-- Text shown follows --

Posts filed under 'writing about place'

Announcing Our June Book Club Selection: Where I Am by Dana Shem-Ur

Reut senses more and more how even common tongues can quickly become incommensurable walls, especially within the confines of her family.

In our global village, a great many of us have found ourselves in liminal states between cultures, countries, languages, and selves—whether in travel or in daily life. As the world becomes seemingly smaller, however, our internal universes have continued to expand and multiply, as demonstrated in Dana Shem-Ur’s penetrating and incisive novel, Where I Am—our Book Club selection for the month of June. Portraying the conflicts and multitudes of a woman inhabiting the very definition of a cosmopolitan life, Shem-Ur brilliantly encapsulates the alienations that pervade contemporary existence, tracing all the detritus of when an individual collides with place.

The Asymptote Book Club aspires to bring the best in translated fiction every month to readers around the world. You can sign up to receive next month’s selection on our website for as little as USD20 per book; once you’re a member, join our Facebook group for exclusive book club discussions and receive invitations to our members-only Zoom interviews with the author or the translator of each title.

-- Text shown concluded --

Work to complete:
#1 According to the book club announcement, what is the lowest price per book for receiving the monthly selection?
#2 Write a continuation of the book club announcement, starting after its last sentence.

-- Raw data follows --

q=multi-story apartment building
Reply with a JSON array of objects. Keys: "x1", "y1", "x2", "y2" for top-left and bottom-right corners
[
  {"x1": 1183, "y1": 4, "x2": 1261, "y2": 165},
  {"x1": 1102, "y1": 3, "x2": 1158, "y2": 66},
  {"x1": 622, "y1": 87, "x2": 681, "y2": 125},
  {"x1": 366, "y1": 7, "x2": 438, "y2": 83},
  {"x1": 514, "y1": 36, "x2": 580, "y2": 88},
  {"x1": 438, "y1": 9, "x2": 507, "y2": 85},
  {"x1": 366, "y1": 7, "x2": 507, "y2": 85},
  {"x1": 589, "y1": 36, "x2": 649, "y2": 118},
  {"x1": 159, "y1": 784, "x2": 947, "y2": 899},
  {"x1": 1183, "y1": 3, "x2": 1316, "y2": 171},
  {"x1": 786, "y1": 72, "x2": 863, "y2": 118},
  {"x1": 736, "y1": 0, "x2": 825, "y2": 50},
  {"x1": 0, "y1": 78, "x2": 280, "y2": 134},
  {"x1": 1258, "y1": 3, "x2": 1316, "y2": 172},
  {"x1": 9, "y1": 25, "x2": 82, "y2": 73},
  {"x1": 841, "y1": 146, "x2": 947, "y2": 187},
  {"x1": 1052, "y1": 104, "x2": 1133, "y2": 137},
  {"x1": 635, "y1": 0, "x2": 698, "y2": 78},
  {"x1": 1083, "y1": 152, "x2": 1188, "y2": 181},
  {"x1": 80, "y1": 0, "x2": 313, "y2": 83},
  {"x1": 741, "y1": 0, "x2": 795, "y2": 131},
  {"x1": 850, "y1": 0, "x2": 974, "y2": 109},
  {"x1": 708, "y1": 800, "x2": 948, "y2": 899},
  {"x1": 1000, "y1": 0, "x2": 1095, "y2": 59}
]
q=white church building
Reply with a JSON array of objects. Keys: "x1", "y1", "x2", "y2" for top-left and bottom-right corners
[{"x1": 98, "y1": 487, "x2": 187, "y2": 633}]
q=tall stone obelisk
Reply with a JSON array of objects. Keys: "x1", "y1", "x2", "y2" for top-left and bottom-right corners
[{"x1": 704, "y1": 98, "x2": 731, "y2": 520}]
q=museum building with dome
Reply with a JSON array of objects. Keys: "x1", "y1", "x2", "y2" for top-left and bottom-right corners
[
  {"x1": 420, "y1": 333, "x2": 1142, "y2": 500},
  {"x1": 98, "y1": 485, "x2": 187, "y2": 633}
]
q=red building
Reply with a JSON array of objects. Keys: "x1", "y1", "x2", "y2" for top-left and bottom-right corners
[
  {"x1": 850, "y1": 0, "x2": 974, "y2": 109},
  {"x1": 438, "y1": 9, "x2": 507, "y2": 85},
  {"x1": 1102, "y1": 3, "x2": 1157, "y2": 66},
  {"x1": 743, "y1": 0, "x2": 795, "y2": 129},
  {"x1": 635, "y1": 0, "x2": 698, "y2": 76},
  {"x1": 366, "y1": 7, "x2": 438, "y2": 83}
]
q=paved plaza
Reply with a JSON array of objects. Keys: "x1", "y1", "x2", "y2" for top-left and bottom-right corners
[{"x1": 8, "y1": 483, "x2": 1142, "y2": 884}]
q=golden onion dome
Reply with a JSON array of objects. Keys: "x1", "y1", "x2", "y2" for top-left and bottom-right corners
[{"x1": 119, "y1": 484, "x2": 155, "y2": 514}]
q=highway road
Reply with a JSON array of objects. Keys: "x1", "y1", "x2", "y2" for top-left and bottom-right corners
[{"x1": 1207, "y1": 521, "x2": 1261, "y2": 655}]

-- Raw data concluded --

Answers given:
#1 As little as USD20 per book.

#2
Where I Am by Dana Shem-Ur, translated from the Hebrew by Yardenne Greenspan, New Vessel, 2023

In the world of literature, the question of one’s own “where” takes on new dimensions. “Where” dances sinuously with class, language, education, climate, religion, politics, and more, each amorphous construct reinforcing and transforming the others, driving back the question of origin into the unknowable. The concept of “where I am” is dictated not only by the objective latitudes and longitudes of geography, but also by the subjective constructs that layer over each other—over “me” and “you.” Reut, the protagonist of Dana Shem-Ur’s Where I Am, translated from the Hebrew by Yardenne Greenspan, embodies this dance even more strongly in her position as a foreign resident and translator, amidst the confusingly cosmopolitan yet prescriptive Paris literary scene.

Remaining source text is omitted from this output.